* _Work instructions_: Extract each line holding the word "ceiling" from the entries.

* _Data extract_:
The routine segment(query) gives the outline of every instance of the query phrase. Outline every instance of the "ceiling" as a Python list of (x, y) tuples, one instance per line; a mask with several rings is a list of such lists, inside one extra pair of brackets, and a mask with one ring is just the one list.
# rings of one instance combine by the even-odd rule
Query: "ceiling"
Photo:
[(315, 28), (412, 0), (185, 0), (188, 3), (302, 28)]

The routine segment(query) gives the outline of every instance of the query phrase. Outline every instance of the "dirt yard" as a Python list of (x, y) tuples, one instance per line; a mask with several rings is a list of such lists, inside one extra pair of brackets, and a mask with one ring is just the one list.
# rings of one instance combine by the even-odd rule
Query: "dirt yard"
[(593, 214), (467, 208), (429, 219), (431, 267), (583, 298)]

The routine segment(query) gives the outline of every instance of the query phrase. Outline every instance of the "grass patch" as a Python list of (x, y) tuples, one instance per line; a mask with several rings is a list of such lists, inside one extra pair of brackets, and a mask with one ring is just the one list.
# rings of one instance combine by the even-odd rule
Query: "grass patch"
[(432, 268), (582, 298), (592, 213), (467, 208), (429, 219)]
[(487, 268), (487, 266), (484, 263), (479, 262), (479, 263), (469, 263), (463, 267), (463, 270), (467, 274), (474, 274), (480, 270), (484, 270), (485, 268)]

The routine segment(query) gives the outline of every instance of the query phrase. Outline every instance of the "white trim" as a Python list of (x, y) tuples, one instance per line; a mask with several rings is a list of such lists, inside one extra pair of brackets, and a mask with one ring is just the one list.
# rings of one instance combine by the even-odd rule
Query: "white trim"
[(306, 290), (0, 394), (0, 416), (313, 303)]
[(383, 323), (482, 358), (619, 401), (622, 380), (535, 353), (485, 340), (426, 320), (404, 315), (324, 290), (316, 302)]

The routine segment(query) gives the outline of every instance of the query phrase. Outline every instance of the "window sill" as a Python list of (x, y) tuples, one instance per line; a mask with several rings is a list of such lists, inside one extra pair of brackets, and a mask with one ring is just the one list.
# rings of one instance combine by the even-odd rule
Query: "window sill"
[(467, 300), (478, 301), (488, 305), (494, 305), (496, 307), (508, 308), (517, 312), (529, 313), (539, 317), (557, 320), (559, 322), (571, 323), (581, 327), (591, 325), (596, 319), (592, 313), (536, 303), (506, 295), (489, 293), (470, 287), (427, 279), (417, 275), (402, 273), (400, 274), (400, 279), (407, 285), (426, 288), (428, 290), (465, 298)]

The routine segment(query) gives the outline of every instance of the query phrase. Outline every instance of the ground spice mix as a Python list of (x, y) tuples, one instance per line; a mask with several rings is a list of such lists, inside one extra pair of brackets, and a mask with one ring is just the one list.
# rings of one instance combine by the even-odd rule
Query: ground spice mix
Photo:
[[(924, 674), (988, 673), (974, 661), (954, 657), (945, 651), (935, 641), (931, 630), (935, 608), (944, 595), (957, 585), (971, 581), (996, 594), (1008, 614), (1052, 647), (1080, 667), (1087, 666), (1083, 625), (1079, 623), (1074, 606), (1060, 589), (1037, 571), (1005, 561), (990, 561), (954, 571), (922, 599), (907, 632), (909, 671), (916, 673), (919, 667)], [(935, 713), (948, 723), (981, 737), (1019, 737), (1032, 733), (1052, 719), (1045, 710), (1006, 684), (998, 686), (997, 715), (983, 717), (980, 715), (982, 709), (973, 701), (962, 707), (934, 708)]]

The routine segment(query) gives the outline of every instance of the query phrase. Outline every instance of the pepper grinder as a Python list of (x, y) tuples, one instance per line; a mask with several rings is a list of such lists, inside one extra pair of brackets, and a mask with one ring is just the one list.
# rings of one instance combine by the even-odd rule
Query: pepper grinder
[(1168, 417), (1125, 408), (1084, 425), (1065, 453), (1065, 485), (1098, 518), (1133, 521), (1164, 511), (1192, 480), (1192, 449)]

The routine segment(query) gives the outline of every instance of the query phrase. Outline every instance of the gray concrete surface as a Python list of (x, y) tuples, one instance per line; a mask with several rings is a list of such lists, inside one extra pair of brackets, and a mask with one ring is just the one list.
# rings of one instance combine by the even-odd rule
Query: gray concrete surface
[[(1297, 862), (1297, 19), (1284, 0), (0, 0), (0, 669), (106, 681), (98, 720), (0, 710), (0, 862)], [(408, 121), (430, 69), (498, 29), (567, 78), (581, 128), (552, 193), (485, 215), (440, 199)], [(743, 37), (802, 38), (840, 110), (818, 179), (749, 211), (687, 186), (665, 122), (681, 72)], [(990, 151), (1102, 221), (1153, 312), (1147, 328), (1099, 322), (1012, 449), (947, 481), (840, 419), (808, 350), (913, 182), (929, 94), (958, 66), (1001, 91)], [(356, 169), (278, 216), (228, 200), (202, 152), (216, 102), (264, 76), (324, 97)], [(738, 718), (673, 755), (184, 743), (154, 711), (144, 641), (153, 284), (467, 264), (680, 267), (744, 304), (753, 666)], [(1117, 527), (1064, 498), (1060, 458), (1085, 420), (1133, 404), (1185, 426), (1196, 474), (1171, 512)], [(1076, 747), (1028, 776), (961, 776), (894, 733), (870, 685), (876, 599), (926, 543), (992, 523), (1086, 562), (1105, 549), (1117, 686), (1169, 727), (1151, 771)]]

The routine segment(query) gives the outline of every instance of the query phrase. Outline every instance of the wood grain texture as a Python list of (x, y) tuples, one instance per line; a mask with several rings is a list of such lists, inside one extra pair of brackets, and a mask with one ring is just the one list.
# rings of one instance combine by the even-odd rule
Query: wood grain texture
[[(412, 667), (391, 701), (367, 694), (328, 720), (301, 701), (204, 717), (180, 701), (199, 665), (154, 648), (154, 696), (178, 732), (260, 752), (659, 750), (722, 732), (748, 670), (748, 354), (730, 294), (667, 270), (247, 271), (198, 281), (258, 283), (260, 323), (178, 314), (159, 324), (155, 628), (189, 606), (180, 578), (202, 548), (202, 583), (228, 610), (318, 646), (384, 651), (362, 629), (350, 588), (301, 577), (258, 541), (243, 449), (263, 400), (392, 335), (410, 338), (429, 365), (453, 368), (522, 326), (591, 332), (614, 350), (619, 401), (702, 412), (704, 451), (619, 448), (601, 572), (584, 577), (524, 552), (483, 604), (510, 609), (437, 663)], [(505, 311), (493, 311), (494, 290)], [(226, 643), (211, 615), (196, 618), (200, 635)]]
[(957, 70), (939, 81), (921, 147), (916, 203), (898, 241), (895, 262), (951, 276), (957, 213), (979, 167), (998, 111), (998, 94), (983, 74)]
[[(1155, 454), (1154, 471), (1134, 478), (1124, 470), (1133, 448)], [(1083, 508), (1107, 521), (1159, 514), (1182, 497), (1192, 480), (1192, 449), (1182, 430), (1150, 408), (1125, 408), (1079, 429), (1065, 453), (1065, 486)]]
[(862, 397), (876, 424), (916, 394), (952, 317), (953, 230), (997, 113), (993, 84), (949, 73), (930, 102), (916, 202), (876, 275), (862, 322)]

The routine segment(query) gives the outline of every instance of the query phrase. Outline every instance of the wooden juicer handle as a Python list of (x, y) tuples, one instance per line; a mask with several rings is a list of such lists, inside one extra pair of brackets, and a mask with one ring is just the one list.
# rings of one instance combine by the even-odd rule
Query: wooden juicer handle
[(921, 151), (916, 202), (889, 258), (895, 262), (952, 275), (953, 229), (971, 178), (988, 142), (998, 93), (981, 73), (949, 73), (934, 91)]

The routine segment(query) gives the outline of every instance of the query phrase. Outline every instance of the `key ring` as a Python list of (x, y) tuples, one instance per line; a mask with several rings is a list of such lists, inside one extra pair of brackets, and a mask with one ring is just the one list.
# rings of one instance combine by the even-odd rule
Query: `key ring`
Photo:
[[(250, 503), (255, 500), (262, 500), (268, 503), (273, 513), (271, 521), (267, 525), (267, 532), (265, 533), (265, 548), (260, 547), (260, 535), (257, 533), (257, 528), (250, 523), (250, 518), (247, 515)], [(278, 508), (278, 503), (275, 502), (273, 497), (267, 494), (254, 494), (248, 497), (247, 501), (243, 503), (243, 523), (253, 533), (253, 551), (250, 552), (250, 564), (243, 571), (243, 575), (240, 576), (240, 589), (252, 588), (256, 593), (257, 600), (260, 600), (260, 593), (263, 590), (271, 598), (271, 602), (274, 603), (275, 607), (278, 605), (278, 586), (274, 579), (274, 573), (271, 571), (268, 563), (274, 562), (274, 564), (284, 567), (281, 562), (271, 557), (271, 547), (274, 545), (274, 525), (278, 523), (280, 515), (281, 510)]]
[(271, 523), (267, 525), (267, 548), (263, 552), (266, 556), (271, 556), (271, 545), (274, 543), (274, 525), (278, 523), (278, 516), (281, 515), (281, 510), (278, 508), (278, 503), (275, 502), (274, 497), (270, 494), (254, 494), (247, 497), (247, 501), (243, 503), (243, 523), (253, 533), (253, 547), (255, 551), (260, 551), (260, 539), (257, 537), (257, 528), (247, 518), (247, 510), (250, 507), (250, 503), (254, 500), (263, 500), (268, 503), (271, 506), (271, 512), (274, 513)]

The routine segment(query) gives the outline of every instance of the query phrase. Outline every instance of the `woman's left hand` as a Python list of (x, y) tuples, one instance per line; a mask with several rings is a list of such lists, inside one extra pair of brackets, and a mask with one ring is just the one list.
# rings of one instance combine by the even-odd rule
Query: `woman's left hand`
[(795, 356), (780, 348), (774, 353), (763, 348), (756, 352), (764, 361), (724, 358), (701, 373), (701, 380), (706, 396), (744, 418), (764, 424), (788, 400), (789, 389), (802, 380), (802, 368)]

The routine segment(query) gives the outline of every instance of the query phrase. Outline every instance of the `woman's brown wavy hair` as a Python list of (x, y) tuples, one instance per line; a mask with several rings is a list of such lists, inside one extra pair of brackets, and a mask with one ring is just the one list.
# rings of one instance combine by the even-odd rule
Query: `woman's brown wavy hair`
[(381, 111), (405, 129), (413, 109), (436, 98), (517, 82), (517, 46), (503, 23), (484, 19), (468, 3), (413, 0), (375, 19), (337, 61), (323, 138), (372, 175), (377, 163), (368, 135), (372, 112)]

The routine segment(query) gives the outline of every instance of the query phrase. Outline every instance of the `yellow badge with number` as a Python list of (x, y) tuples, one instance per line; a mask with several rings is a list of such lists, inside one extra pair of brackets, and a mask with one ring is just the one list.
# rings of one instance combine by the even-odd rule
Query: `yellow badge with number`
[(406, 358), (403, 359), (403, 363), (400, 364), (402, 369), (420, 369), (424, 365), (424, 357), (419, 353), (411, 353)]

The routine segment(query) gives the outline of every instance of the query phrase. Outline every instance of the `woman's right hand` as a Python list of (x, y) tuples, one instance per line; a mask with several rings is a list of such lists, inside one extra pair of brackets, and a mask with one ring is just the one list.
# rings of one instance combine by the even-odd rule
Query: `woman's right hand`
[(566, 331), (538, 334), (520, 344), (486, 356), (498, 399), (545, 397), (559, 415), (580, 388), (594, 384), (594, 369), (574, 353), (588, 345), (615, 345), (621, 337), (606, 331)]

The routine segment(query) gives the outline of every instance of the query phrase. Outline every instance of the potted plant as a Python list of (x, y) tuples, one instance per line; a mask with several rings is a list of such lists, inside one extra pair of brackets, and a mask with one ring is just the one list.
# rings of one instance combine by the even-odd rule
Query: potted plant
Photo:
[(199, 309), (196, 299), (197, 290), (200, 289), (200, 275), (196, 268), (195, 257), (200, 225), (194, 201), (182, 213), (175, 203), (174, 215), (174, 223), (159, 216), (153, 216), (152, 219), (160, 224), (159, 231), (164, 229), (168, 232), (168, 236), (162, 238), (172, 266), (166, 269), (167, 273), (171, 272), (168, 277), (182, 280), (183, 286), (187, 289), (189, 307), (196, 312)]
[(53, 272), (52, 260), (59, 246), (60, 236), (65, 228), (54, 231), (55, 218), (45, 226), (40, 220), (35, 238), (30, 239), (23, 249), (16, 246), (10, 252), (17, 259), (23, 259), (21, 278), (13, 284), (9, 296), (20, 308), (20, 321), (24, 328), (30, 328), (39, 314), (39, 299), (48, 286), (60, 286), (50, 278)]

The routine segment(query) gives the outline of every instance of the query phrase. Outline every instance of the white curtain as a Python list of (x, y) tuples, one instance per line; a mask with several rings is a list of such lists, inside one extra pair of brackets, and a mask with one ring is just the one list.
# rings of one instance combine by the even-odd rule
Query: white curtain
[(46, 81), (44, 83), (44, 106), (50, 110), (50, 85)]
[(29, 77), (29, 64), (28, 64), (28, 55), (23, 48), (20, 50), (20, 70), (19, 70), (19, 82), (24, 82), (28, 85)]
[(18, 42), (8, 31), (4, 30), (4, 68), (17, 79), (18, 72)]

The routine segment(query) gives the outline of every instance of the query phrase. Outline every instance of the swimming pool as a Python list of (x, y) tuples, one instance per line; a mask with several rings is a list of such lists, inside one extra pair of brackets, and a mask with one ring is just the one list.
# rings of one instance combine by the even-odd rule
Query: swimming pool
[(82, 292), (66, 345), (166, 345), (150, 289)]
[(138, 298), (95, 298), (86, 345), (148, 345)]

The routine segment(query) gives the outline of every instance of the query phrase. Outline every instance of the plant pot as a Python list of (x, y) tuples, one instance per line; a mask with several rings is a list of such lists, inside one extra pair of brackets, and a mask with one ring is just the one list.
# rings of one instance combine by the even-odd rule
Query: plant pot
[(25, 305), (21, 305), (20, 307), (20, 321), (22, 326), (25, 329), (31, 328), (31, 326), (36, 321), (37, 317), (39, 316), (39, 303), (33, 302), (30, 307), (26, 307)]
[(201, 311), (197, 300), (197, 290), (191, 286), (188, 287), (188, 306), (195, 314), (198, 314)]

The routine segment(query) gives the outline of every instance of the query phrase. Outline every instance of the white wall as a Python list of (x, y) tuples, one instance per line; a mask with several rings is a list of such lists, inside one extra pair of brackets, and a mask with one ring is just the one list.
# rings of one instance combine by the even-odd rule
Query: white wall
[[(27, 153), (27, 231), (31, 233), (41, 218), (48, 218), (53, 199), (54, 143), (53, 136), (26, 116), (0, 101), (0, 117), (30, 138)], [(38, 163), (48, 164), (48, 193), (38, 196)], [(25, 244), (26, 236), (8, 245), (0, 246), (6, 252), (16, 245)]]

* _Reply_:
The routine segment(query) gives the outline of every instance of the query phrase. Outline every instance of the "ceiling" as a Python list of (x, y) tuples, one instance per line; a mask with several rings is a list of such lists, inside one extra pair of brackets, and a mask with one ring is just the one list.
Query: "ceiling"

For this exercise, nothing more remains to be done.